### 練習課題
[a] 月面探査の文章によると、日本が2024年に月面着陸を成功させた際、何が世界初となりましたか。
[b] 月面探査の文章の最後の一文に続けて、その先の内容を書き進めてください。

6月3日の日経記事で「中国が月面着陸から土壌の採取に成功」というものがありました。最近、月面探査にかかわる記事を目にすることが増えました。

そこで今日は、なぜ月への探査を進めているのかについて調べて考えたことをお伝えできればと思います。


■月面探査の歴史

月面探査は1950年代後半からアメリカ、旧ソ連がスタートさせ、1966年に旧ソ連が世界で初めて月面の軟着陸し、その後アメリカが続きました。

1969年には、アメリカが「アポロ11号」で初の有人月面着陸を果たします。

そこから少し時間があき、2013年に中国が3か国目となる月面着陸を成功させます。

そして、2023年にインド4か国目となる月面着陸を成功させました。

日本はというと、2024年に5か国目として月面着陸を成功。ターゲットとなる着陸場所から半径100メートル以内での成功は世界初となりました。

■なぜ、月面を探査するのか?

月面探査を各国が進める理由は、将来の基地建設に向けた地質調査のためと言われています。

では、何のための基地建設なのかというと、その理由はいくつかあります。

ひとつは、「資源開発」です。

月には、核融合発電の燃料となる「ヘリウム3」や、建材などに使えるアルミニウムやチタンといった金属があると言われています。一方で、資源がどのように分布しているかは十分にはわかっていません
そのため、月の土壌を採取することは、極めて重要な意味を持ちます。
そこで注目されているのが、月の裏側です。
平らな地形が多い月の表側に比べて、月の裏側は凹凸が多く、隕石の衝突の跡がたくさん残されていて、こうした地形の違いが資源の分布に影響を及ぼすと言われています。

そうした中、今回の日経記事に「中国が月面着陸から土壌の採取に成功」とありましたが、実はこれは月の裏側の土壌で、中国が月探索の先頭を走っている状況なのです。

レアメタルのような希少性の高い資源を手に入れることができれば、他国との外交における交渉を優位に進めることができるようになり、大きな意味を持つことになります。

そのほかには、「火星への進出の拠点」としての基地建設という理由もあります。

月には水などの資源が存在する可能性があると言われており、人類が活動する拠点として使えるほか、より遠い火星などに進出するための足場にもなり得ると考えられています。アメリカが提唱した「アルテミス計画」の狙いもここにあります。

また、イーロン・マスク氏も火星進出への意欲を見せています。スペースX社を通して、最終的には火星に恒久的な基地を作り、人が暮らせる自立したエコシステムを築くことを宣言しています。

さらには、宇宙ビジネスの拠点としようとする考えもあります。

ポイント注釈データセットの項目:
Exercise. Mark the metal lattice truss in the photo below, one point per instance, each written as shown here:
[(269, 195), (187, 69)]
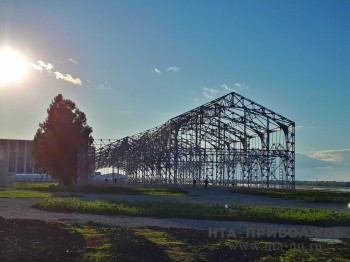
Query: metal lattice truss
[(230, 140)]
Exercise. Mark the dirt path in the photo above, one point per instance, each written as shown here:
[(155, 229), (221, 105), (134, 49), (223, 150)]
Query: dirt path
[(21, 209), (220, 196)]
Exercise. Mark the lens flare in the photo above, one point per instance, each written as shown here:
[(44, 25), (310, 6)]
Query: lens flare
[(13, 66)]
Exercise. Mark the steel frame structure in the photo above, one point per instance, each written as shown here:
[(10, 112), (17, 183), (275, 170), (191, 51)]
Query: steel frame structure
[(230, 140)]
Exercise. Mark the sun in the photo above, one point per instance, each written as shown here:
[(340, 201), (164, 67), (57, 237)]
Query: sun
[(13, 66)]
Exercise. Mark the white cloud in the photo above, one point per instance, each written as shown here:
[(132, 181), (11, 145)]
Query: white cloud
[(47, 66), (173, 69), (241, 86), (227, 89), (332, 156), (209, 92), (157, 70), (72, 61), (68, 78), (104, 86), (36, 67)]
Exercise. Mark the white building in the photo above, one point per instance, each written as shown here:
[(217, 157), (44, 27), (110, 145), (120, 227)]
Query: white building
[(15, 158)]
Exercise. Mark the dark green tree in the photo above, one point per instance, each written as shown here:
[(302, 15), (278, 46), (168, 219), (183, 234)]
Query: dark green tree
[(59, 138)]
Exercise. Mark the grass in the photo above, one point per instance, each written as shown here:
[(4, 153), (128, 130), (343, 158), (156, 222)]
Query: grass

### 課題別の解答
[a] 目標とした着陸場所から半径100メートル以内に着陸を成功させたことが世界初となりました。

[b]
月の重力は地球の1/6。そのため、地球に比べ、少ないコストでロケットを打ち上げられる可能性があります。地球の周囲にある人工衛星を維持管理したり、そのほかの小惑星などを探査したりする際に、月が重要な打ち上げ拠点となり得ると考えられています。

■ビジネスへの展開

月探索は、もともとは国家が科学力を競う場で、国の威信をかけて挑んだ一大事業したが、宇宙開発の拠点になると目された昨今は、国家の取り組みに加え、民間企業や大学が、月面ビジネスに進出する動きが世界で本格化しています。

月面ビジネスは、PwCの予測では、月への貨物輸送は2036~2040年の5年間の合計で最大420億ドル(約4兆8000億円)のビジネスに拡大月の水資源開発などに関連する環境データが生み出す市場も同時期に最大で58億ドルに膨らみ、合わせて約5兆5000億円になると見込んでいます。年間でならすと1兆円規模になる計算です。

その中で、日本のベンチャー企業のアイスペース(ispace)は、月面利用の拡大を見据える。2024年以降も継続的に月着陸船を送り込み、2030年までに低コストの月面輸送サービスを構築することを目指しています。その先に描くのは「2040年代に月面に1000人が滞在し、年間1万人が旅行する」という世界の姿。

月面ビジネスの拡大を支えているのが、投資家の存在です。米ブライステックによると宇宙関連のスタートアップへの投資額は2000~2020年に累計367億ドルにのぼり、うち7割の262億ドルは15年以降に集中していると分析。起業家らがリスクを取って宇宙に挑む背中を押しており、月面ビジネスへの期待の大きさがわかります。

■国際ルールが整備されていない月面

一方で、月面に関する国際ルールは現在整備されていません。1967年に発効した「宇宙条約」は、国家による月や天体の領有は禁止したものの、資源を所有することについては明確に禁じていません

1984年に月の資源を「人類の共同財産」と定める「月協定」が発効しましたが、日米中ロなど主な宇宙先進国は批准していない現状です。

国家がメインとなり、今後も月面探索や拠点建設が進んでいくことが想定されますが、国際ルールが整備されていないことから、米中対立の新たな火種となる可能性もあります。

引き続き注目をしていきたいと思います。